## Task item
Report the tally of lines featuring the word "hillside" in the entries below, without anything else.

## Given records

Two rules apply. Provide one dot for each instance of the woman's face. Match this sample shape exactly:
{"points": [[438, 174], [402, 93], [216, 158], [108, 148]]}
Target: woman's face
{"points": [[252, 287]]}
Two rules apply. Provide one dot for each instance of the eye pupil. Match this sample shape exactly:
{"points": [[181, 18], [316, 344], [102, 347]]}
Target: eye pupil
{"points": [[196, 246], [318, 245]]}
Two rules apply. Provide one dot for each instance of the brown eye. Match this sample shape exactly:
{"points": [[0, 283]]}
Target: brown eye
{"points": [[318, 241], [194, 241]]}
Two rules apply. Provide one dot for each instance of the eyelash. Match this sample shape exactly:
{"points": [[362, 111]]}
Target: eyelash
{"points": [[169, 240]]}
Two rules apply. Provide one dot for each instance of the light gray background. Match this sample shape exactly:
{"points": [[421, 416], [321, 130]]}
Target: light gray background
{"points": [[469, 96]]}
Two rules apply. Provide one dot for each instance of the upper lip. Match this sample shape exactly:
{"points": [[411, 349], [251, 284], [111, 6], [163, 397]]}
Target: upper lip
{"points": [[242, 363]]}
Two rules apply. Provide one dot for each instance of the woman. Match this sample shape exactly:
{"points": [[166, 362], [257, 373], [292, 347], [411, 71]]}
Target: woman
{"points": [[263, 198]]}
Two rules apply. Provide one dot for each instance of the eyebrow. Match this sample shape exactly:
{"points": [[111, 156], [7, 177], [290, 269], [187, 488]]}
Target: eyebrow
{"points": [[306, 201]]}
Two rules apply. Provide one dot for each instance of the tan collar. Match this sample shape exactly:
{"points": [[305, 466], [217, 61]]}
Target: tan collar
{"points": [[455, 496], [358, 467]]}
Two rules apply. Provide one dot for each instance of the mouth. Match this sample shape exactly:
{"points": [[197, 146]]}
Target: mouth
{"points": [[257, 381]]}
==
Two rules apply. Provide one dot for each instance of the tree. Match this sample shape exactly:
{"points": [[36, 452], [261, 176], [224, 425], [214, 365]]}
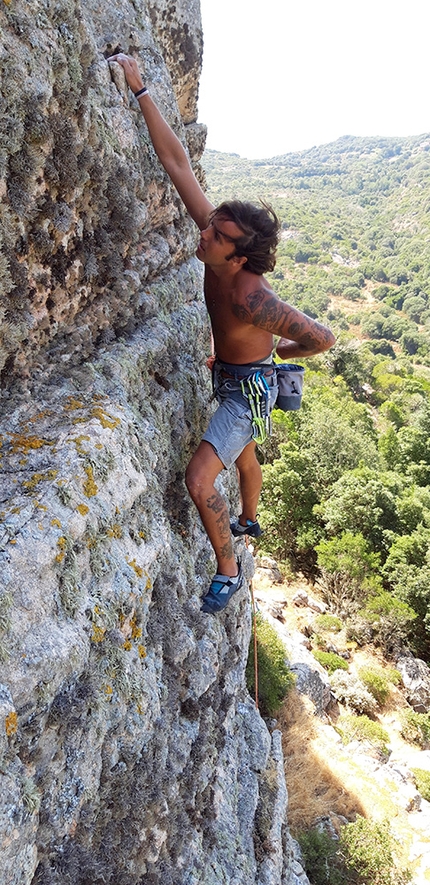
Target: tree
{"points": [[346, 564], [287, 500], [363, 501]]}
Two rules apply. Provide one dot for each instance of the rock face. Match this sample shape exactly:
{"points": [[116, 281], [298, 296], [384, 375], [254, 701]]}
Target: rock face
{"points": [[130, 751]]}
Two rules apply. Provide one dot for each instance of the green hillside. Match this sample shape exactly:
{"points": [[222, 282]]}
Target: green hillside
==
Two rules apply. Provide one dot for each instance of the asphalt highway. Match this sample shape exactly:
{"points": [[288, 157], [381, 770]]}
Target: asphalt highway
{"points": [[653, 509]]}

## Answer to the problem
2